▶ [Data shown]
════════

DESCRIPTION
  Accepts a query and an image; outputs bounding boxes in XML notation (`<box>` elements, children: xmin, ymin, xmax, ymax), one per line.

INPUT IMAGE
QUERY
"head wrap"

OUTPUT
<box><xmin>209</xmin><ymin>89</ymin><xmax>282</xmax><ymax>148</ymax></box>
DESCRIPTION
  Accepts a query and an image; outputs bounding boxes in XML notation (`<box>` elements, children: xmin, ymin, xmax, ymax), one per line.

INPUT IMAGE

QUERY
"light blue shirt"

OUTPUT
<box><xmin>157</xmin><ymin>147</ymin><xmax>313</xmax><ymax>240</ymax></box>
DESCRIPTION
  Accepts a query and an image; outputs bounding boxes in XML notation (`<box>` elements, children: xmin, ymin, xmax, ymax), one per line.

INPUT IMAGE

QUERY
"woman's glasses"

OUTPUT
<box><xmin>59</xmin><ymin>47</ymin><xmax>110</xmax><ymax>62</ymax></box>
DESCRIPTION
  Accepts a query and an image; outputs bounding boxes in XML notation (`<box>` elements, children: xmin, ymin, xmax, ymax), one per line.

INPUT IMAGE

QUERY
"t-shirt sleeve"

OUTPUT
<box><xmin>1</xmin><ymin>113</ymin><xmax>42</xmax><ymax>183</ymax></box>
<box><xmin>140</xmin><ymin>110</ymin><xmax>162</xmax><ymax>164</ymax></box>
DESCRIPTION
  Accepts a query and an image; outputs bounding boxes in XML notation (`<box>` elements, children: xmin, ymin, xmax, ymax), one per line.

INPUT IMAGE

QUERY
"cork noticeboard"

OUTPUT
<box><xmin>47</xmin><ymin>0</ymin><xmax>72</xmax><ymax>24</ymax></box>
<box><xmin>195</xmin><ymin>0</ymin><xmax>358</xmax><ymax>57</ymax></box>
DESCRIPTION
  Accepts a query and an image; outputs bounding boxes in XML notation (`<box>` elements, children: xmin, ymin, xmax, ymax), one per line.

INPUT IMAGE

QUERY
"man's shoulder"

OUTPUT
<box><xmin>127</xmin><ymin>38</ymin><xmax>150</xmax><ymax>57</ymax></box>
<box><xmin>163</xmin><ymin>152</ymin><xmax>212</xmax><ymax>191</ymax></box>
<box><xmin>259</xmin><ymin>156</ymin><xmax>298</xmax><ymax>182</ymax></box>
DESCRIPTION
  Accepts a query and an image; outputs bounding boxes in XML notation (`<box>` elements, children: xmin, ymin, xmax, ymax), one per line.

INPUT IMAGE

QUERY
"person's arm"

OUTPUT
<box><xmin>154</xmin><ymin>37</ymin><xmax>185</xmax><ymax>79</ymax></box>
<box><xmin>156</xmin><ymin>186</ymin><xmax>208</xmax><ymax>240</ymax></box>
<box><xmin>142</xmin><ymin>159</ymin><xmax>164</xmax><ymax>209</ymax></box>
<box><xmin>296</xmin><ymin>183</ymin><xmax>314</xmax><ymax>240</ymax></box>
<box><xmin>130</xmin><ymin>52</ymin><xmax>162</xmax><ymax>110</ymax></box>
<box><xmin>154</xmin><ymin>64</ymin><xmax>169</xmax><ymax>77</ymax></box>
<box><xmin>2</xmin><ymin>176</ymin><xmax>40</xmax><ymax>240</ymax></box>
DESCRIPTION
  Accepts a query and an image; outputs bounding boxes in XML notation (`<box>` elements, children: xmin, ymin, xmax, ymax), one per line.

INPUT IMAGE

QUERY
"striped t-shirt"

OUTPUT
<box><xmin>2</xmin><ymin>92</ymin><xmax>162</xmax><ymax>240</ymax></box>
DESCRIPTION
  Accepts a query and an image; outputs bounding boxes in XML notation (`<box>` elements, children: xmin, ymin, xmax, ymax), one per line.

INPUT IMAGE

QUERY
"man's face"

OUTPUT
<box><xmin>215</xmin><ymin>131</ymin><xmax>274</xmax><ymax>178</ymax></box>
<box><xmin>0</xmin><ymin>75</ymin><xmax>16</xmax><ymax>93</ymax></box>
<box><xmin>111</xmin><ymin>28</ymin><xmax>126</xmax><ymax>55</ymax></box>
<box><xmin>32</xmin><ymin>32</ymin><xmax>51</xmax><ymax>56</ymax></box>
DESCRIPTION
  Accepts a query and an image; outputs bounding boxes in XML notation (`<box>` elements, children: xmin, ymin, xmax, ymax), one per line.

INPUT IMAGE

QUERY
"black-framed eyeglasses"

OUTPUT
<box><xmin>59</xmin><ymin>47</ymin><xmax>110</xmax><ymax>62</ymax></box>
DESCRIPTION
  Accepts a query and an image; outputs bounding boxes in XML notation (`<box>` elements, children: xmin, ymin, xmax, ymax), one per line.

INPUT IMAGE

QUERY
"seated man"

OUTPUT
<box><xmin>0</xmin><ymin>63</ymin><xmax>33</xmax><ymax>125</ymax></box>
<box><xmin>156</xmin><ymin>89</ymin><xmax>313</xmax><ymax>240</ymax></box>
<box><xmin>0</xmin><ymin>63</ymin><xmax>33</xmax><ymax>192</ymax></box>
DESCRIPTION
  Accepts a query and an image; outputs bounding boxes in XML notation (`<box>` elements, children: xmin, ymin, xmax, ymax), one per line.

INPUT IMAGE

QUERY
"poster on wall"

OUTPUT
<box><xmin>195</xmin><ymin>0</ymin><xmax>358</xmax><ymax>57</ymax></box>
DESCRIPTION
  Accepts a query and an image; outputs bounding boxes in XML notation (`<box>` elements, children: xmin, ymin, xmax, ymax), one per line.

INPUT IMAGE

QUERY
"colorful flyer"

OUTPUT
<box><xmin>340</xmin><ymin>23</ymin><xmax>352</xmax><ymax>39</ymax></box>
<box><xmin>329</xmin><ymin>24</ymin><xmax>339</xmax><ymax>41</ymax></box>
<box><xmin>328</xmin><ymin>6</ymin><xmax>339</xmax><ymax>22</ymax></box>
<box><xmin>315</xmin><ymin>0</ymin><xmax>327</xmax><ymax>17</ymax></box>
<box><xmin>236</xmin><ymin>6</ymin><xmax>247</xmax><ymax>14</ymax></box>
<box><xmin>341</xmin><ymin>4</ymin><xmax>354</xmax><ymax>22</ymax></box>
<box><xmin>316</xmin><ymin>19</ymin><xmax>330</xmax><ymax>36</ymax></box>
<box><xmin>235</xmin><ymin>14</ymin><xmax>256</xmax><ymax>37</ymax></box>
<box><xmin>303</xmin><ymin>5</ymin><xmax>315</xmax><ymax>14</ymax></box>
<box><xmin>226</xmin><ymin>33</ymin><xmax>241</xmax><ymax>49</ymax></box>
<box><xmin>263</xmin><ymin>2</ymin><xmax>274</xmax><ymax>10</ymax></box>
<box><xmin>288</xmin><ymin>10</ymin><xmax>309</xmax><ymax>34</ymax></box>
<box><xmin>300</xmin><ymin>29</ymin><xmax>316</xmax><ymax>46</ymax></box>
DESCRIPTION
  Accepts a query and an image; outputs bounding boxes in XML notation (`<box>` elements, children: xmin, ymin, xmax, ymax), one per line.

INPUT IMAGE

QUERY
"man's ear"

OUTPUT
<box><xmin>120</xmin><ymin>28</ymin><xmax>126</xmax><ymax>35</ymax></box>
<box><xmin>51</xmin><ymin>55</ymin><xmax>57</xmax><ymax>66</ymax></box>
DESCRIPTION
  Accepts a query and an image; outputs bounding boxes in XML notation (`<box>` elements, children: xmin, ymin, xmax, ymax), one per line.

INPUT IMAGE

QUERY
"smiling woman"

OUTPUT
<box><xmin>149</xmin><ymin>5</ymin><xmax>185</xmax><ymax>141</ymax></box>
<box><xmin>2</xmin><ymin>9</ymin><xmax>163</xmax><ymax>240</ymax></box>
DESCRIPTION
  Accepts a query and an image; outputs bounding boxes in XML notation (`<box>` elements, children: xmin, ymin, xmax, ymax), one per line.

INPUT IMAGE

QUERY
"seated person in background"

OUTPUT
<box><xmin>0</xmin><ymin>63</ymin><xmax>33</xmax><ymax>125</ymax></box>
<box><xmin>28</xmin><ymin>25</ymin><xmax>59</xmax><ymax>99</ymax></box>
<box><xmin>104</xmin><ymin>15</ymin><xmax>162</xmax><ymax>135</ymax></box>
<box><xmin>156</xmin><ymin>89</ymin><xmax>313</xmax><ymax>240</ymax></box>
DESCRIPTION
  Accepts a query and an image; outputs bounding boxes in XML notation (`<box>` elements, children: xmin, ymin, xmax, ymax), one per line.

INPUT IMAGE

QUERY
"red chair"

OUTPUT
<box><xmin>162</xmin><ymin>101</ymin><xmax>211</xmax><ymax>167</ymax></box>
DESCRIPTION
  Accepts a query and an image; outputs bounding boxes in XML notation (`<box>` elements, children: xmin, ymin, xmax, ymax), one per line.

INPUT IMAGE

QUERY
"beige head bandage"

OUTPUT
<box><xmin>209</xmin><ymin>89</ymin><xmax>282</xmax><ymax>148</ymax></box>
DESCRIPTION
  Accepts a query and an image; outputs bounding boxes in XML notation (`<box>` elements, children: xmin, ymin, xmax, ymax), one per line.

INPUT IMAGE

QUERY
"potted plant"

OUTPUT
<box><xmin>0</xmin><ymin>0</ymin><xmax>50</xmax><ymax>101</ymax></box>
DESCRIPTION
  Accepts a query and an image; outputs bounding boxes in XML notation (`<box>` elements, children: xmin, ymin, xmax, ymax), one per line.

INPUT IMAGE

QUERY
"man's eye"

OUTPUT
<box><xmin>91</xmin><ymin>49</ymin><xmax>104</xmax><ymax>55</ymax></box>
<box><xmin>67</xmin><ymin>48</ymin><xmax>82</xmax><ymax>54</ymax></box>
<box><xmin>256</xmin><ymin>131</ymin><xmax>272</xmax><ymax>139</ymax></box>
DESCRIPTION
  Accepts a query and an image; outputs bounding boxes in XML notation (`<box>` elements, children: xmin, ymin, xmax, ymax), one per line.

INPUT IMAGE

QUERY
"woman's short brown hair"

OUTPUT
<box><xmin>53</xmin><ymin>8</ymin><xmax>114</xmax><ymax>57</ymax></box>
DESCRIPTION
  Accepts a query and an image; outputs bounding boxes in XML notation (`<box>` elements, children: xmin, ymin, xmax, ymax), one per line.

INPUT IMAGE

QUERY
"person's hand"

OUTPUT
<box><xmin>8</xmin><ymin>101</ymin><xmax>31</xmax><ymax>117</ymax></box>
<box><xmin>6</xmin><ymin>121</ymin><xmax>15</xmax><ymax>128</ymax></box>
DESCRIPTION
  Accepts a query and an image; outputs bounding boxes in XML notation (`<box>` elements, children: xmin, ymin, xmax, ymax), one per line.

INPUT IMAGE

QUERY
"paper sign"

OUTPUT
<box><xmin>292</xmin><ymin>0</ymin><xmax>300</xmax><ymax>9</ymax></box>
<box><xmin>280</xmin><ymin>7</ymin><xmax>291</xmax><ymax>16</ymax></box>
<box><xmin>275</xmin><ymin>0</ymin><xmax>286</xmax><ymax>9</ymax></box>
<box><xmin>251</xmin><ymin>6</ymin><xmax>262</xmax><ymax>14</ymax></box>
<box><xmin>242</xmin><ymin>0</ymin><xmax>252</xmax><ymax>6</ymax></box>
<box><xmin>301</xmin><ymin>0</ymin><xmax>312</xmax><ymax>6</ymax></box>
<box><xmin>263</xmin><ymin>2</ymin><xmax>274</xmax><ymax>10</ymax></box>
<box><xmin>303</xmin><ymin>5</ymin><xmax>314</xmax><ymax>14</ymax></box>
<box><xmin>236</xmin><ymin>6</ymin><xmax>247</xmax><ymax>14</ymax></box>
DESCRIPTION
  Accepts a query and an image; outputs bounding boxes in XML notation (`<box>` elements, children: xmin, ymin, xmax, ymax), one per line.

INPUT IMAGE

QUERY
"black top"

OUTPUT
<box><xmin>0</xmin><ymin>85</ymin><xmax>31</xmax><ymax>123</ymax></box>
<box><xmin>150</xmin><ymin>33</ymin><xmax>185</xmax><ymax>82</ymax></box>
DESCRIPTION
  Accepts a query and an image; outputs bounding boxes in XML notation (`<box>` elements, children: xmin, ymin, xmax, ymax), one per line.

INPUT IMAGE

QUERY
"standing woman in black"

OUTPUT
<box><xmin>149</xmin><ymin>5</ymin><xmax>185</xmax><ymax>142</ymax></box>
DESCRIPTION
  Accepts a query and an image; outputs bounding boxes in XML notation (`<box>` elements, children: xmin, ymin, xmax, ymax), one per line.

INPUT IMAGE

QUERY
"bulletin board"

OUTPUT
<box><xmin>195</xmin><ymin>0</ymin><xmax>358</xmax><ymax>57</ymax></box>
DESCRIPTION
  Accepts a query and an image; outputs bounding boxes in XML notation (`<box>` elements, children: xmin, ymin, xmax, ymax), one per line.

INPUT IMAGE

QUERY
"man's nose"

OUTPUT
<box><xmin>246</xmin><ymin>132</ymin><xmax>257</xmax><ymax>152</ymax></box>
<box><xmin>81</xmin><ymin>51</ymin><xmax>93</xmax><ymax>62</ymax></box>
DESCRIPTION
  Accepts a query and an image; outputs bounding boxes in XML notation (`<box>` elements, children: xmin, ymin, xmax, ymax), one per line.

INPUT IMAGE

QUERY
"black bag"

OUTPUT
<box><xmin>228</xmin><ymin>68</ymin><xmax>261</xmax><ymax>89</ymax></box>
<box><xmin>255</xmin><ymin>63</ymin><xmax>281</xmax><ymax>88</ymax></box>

════════

▶ [Work required] Please find every line in the entries above that contains the string "person", matching case exactly, and copy each of those lines.

▶ [Solution for this problem]
"person's arm"
"seated person in background"
"person's hand"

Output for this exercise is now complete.